## WORK ITEM
Your reply should be only the number of lines in the material below that include the word "with".

## EXCERPTED DATA
____
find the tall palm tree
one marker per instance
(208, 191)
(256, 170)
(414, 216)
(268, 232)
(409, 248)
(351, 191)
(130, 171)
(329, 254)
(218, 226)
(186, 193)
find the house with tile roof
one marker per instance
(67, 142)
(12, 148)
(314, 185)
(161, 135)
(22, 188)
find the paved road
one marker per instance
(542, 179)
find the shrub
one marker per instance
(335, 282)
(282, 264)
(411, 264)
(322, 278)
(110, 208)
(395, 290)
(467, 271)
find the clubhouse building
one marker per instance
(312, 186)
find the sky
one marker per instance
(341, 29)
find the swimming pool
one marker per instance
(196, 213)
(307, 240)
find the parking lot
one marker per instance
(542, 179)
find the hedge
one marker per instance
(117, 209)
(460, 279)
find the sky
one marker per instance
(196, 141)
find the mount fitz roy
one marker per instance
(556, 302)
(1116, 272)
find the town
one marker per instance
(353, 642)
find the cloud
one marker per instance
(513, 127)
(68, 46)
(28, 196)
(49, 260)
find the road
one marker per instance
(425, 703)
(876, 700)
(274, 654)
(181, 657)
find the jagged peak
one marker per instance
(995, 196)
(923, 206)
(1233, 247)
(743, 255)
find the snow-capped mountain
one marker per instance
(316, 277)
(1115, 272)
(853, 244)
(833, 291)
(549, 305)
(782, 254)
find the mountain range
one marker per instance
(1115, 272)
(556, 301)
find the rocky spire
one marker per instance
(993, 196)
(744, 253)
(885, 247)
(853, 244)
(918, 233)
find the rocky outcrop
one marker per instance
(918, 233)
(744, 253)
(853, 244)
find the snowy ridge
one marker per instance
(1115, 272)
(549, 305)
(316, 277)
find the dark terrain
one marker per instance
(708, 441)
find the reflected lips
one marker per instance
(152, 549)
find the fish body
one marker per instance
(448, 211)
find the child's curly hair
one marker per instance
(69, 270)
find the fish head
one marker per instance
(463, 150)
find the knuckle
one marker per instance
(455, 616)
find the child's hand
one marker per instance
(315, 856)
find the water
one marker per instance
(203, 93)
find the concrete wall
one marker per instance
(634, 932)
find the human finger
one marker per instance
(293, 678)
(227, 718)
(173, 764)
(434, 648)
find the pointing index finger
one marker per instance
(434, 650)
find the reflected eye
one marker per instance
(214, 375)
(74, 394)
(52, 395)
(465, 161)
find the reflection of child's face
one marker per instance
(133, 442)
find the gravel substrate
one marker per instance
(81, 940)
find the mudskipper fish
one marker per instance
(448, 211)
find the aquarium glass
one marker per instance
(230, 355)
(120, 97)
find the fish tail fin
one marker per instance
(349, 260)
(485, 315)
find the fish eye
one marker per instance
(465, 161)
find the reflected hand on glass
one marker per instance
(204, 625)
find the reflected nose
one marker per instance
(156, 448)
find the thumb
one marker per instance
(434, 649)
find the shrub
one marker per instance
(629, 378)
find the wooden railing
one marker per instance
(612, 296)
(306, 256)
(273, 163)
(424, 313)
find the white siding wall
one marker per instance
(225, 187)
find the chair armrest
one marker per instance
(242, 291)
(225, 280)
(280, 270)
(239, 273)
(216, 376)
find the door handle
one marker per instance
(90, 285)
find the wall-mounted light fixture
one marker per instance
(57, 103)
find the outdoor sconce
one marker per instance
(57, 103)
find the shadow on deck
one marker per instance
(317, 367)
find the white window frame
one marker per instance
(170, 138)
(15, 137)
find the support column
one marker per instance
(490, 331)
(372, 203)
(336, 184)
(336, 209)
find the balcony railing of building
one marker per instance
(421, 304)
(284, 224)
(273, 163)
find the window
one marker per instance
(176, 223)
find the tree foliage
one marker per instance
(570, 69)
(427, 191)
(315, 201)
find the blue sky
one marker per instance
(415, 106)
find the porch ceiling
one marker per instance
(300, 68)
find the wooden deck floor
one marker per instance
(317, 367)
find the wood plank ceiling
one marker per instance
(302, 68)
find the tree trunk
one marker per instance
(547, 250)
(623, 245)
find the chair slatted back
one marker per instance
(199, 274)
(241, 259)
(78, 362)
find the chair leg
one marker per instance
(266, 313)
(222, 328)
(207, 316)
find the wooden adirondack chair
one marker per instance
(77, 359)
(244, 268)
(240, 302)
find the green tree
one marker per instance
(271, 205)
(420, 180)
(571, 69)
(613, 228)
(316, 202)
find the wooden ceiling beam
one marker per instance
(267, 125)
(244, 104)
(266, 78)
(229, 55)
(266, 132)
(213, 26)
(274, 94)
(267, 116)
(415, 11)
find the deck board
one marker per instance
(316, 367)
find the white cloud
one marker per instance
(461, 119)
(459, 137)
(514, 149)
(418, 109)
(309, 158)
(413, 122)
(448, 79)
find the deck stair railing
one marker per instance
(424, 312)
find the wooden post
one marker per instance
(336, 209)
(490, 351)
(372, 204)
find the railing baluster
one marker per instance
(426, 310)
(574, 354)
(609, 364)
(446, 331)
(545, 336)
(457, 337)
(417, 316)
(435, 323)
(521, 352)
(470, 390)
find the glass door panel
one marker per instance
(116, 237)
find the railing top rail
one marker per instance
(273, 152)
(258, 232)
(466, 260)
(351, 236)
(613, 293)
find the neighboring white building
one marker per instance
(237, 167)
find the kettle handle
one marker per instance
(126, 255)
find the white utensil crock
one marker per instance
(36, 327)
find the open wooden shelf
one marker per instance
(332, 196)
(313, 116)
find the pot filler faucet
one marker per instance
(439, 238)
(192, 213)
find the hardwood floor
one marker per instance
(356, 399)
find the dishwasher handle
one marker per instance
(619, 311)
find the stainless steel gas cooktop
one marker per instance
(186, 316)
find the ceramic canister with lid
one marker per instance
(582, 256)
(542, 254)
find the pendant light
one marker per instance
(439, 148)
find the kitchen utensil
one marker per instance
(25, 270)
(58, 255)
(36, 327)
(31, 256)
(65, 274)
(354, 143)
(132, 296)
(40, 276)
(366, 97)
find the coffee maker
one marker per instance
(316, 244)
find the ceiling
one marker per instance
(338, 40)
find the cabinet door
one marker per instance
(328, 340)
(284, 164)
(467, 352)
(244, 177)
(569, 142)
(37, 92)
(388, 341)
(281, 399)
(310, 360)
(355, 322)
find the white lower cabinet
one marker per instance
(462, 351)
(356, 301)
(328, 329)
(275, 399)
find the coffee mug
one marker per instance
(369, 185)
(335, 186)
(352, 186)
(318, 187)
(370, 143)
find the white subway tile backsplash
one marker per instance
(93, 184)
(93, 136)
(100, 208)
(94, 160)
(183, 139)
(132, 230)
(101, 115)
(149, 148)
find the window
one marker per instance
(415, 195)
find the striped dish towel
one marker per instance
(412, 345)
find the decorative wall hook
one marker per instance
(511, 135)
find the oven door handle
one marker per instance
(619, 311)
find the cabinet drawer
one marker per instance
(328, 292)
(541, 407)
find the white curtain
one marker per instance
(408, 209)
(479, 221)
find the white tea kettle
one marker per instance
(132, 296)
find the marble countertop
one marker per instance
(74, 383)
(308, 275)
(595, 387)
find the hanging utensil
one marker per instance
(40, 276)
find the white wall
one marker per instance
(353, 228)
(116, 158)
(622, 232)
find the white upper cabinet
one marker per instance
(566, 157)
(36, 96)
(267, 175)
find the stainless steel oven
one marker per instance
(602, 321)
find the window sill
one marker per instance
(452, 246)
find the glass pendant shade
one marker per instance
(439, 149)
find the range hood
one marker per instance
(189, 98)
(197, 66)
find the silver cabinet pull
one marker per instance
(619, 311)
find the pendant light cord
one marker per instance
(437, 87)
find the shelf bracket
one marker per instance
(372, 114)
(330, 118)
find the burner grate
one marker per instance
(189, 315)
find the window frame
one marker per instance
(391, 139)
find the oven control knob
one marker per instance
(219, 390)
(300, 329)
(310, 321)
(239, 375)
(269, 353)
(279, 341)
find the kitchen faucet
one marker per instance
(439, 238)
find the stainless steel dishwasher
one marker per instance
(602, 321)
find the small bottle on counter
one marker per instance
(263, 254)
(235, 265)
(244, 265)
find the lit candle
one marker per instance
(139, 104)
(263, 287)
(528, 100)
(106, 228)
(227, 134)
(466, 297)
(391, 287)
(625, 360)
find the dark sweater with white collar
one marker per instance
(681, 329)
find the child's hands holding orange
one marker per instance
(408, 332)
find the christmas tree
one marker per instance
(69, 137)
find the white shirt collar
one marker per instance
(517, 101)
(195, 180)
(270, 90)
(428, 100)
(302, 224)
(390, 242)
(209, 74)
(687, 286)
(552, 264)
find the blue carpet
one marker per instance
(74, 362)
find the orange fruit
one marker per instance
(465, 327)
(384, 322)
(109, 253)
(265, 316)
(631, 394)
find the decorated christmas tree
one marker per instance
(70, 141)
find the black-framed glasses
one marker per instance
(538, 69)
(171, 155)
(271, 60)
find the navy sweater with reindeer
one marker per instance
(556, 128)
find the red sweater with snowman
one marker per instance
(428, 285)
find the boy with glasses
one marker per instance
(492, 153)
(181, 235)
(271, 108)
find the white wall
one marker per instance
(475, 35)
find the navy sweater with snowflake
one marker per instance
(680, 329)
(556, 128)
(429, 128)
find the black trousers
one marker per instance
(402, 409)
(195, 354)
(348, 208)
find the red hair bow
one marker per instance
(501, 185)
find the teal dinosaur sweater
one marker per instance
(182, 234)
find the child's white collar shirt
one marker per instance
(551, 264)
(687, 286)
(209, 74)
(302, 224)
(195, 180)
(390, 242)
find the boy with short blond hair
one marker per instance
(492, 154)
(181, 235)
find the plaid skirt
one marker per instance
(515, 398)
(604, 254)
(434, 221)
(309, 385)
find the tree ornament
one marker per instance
____
## ANSWER SECTION
8